# Your objective
Quote the whole listing word for word, please.
::: Data supplied
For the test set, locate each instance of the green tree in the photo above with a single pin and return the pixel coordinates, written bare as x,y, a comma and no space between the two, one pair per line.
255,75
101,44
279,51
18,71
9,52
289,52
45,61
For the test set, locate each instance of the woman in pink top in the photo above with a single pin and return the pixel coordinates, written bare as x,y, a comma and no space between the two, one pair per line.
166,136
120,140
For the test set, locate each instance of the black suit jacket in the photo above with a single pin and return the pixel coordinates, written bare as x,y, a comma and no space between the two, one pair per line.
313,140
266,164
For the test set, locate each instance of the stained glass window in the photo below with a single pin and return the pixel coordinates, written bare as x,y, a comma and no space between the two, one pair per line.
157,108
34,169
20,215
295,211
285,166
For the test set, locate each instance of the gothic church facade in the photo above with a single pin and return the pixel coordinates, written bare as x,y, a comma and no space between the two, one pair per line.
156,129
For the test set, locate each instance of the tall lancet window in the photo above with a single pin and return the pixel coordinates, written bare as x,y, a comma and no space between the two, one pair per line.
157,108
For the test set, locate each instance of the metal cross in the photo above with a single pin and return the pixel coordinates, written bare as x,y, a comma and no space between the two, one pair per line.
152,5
::::::
# Reply
For the test set, locate each instance of the green tree in the photo above with a single pin and return the pixel coordinates, written bare as x,y, a comma and no space between the two, one pair per line.
255,75
101,44
279,51
18,71
9,52
289,52
45,61
For the test set, locate each instance of the woman in pink top in the photo above with a single pin and return the pixel coordinates, written bare as x,y, a comma and no space between the two, one pair per line.
166,136
120,140
For the test set, locate each instance of the black suit jacket in the photo above with a single pin and return the pixel coordinates, written bare as x,y, a comma and no space between the two, one pair per line.
313,140
266,164
For the test set, locate each instance of the stained glass window in the photo below with a single pin and return the pixel coordinates, written bare as x,y, a comma and no space between the two, one pair per line.
157,108
34,169
20,215
295,211
285,166
For the test set, locate each instance of the gothic church facade in the photo above with a single pin and return the pixel coordinates, written bare as x,y, a comma and no space between the two, one pair per line.
156,129
For the test set, locate each instance of the tall lancet window in the photo above with a single pin and return the pixel coordinates, written bare as x,y, a comma and no space between the two, one pair per line.
157,108
For the test set, locate each instance of the metal cross in the photo above with a single pin and return the pixel coordinates, written bare as x,y, a comma and no space between the two, one pair per line.
152,5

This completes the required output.